Extracted text:
Friday, May 28, 2010

This week was a remarkably social one -- seeing friends on Monday, hosting Fairy Scouts on Tuesday, volunteering at GSE on Wednesday, hanging out with a couple homeschool friends on Thursday while their mom recovers from surgery.

At Fairy Scouts we finally finished reading A Wrinkle In Time together, and spent some time decorating tshirts and bags.

We're still working our way through the book on Goddesses -- today was the story of Oshun, a Goddess of the Yoruba, so we read about Africa in our other book on myths (Gods, Goddesses, and Monsters, I think it's called), and pulled out our two student atlases, learning a little about the geography, climate, and political history of Africa (and about the idea of Pangaea and the possibility that the Great Rift Valley will become a new sea in a couple million years). We couldn't find our copy of Children Like Me but I'm hoping we'll come across it as we tidy up, this weekend, to take a look and see if they've got an entry for Nigeria -- or, failing that, another West African country. The narration is going pretty well, when we remember to do it -- she's alternating between oral narration (usually telling Joe about our day as soon as he walks in the door) and an art approach -- sketching out a few drawing that she'd use to illustrate it if we wrote a book about what we learned that day. So far she's pretty uninterested in the idea of written narration.

Information given:
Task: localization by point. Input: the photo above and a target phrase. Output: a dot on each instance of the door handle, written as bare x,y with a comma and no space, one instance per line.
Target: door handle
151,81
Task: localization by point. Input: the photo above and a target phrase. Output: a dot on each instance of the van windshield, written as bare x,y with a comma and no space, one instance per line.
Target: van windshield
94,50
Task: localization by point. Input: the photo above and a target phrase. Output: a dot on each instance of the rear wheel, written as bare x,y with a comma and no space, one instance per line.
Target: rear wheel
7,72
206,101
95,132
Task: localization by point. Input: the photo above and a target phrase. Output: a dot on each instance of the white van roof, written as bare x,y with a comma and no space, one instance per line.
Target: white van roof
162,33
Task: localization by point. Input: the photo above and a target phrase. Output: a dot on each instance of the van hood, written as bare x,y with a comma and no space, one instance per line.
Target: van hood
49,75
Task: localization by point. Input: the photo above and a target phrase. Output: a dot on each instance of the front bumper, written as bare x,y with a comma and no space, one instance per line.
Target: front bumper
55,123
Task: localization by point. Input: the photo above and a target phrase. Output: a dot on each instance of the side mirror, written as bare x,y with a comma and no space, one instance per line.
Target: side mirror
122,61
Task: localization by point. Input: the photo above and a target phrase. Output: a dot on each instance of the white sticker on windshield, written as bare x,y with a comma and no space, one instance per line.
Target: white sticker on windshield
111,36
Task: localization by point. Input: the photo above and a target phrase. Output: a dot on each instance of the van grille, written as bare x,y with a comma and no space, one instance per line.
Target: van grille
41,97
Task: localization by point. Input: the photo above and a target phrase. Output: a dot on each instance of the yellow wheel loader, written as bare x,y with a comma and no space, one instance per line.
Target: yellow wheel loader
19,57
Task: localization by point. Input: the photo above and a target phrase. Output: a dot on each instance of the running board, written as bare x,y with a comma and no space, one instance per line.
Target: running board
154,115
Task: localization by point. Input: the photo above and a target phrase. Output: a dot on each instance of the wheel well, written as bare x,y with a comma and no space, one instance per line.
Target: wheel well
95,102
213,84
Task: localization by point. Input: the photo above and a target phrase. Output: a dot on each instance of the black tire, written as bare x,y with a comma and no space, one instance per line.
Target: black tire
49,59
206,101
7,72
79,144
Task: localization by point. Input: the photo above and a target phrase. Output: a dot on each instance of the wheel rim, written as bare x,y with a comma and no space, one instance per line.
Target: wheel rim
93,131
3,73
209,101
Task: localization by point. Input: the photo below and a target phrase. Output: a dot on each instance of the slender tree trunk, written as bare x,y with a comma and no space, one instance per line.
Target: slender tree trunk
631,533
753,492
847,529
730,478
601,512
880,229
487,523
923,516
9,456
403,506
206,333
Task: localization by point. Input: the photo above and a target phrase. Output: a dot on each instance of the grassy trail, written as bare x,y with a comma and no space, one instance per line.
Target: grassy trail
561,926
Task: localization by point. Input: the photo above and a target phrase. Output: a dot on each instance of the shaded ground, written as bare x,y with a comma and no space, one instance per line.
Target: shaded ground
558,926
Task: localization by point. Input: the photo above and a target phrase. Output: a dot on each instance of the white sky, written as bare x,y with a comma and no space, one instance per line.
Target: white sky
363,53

Work instructions:
[1] In the May 28, 2010 post, which book did the Fairy Scouts finish reading together?
[2] List each weekday activity named in the May 28, 2010 post, with its day.

Written answers:
[1] A Wrinkle In Time

[2]
- Monday: seeing friends
- Tuesday: hosting Fairy Scouts
- Wednesday: volunteering at GSE
- Thursday: hanging out with a couple homeschool friends while their mom recovers from surgery